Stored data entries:

::::

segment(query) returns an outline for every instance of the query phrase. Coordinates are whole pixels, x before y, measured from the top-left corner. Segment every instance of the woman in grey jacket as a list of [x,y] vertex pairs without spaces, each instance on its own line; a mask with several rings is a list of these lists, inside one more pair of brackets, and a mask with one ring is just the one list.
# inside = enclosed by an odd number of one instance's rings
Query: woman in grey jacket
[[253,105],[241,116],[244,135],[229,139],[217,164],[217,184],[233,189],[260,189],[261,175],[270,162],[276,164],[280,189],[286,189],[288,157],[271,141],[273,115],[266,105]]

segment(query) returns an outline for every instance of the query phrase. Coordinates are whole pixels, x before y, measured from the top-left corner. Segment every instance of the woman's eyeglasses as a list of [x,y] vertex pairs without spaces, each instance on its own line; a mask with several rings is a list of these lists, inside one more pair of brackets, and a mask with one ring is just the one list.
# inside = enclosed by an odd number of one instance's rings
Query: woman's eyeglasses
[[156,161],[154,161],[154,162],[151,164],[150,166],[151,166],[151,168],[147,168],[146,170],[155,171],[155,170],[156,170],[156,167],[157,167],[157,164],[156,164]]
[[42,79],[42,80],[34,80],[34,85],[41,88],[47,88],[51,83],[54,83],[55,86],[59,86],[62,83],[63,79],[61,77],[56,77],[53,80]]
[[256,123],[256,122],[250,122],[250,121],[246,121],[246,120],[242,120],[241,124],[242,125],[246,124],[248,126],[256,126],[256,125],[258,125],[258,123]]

::::

Transcribe every entry exactly, omitting nothing.

segment(query) returns an outline for every instance of the query phrase. Coordinates are whole pixels, x before y, measured from the top-left corner. Segment every instance of the woman in grey jacket as a list of [x,y] vertex pairs without spaces, each instance on its own line; a mask with several rings is a list of these lists, inside one more pair of brackets, and a mask with one ring is just the one list.
# inside = enclosed by an odd number of one instance's rings
Query: woman in grey jacket
[[253,105],[241,116],[244,135],[229,139],[217,164],[217,184],[233,189],[260,189],[261,175],[270,162],[276,164],[280,189],[286,189],[288,157],[271,141],[273,115],[266,105]]

segment(query) returns an outline for every instance of the query phrase. Coordinates are whole pixels, x before y, measured from the top-left corner. Segment every instance of the woman's eyeglasses as a list of [x,y] vertex pairs without spaces, each instance on its own line; a mask with several rings is a list of these lists, inside one more pair of brackets, and a mask with one ring is just the one list.
# inside = enclosed by an odd number of one instance's rings
Query: woman's eyeglasses
[[156,161],[154,161],[154,162],[151,164],[150,166],[151,166],[151,168],[147,168],[146,170],[155,171],[155,170],[156,170],[156,167],[157,167],[157,164],[156,164]]
[[42,79],[42,80],[34,80],[34,85],[41,88],[47,88],[51,83],[54,83],[55,86],[59,86],[62,83],[63,79],[61,77],[56,77],[53,80]]
[[256,123],[256,122],[250,122],[250,121],[246,121],[246,120],[242,120],[241,124],[242,125],[246,124],[248,126],[256,126],[256,125],[258,125],[258,123]]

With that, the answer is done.